-- begin --
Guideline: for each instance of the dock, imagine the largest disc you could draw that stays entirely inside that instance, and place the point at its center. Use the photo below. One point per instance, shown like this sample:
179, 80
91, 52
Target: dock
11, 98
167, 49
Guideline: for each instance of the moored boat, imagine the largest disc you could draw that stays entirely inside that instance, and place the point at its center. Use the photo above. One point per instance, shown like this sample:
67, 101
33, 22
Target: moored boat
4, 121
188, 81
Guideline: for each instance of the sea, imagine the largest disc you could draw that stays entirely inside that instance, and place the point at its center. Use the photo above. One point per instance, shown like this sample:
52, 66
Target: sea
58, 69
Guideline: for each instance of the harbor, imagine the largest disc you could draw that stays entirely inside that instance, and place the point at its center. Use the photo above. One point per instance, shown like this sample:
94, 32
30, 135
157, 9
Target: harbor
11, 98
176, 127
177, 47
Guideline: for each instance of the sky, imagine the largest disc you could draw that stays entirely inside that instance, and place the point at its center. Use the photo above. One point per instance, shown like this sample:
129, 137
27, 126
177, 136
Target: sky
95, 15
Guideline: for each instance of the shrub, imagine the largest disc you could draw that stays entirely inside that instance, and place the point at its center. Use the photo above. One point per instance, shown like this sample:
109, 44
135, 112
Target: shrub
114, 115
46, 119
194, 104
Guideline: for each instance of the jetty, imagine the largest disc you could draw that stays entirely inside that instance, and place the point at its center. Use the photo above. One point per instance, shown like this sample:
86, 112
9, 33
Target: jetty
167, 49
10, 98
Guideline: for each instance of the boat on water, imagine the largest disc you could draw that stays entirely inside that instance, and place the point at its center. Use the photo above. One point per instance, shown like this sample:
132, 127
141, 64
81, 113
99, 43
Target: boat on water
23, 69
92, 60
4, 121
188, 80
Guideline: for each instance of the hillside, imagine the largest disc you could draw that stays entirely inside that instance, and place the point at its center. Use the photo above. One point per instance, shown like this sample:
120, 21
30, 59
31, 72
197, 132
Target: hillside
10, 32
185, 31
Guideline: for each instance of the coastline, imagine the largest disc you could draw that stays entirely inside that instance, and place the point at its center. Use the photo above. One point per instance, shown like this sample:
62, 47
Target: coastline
-- end --
• [What the task asks]
Rewrite the entire listing above, substituting "circle" for every occurrence of "disc" and leaving all other text unchanged.

• [Full output]
Guideline: for each instance of the dock, imagine the largest circle you could draw that stays entirely inside that instance, and place the point at its center. Use the photo below. One point per instance, shown like this sample:
179, 80
91, 52
Target: dock
11, 98
167, 49
Guideline: for each instance of the moored boat, imagine the largest circle you could draw that stays entirely inside that instance, and place the point at its center. Use the photo above. One point per instance, shown like this sample:
67, 101
33, 22
Target: moored boat
4, 121
188, 81
Guideline: for each instance of the sea, imagine the largest circle you could draw that stays entirely inside that instance, and place the point at its center. Use the photo above. One point per instance, shown like this sample:
52, 66
Target: sea
58, 69
Guideline: for each instance of the harbor, imagine the largest circle you could draw that stays entirely inside that instance, and place the point at its center. Use the photo above. One point per instance, shown like this sample:
94, 32
30, 135
157, 9
Target: harbor
11, 98
176, 127
177, 47
Guideline: for each instance of the sky, imagine the largest circle you could draw that stays entirely inside that instance, and place the point at its center. Use the photo above. One point per instance, shown like this sample:
129, 137
27, 126
177, 136
Target: sky
95, 15
Guideline: for each instance of the shrub, imagine the largest circle you could draw that stays entirely inside that instance, and place the point at its center. Use the photo above. One point per instance, shown like this sample:
109, 44
135, 112
Target: shrub
114, 115
46, 119
194, 104
Guideline: for each instance of the jetty, imagine the largest circle you could draw that stays entirely inside that instance, and place the point at its center. Use the photo above. One point per instance, shown like this sample:
86, 112
9, 33
Target: jetty
167, 49
10, 98
Guideline: for each instance of the boat on water, imagine the largest circle you could draw that stays entirely inside that instance, and place the point at its center. Use the photo above. One point per instance, shown like this sample:
132, 127
141, 64
81, 113
99, 43
Target: boat on water
23, 69
92, 60
4, 121
188, 80
Guideline: for each instance of the hillside, imagine the largest circle you could draw that stays entirely inside that instance, and place the point at its center. Use the photo above. One point per instance, shown like this sample:
120, 21
30, 59
31, 72
197, 132
Target: hillside
10, 32
185, 31
Guideline: for each instance of the coastline, imagine the largest circle you could draw that stays entirely inside that instance, and place the point at its center. Use the photo above. One point per instance, shown like this sample:
62, 47
Target: coastline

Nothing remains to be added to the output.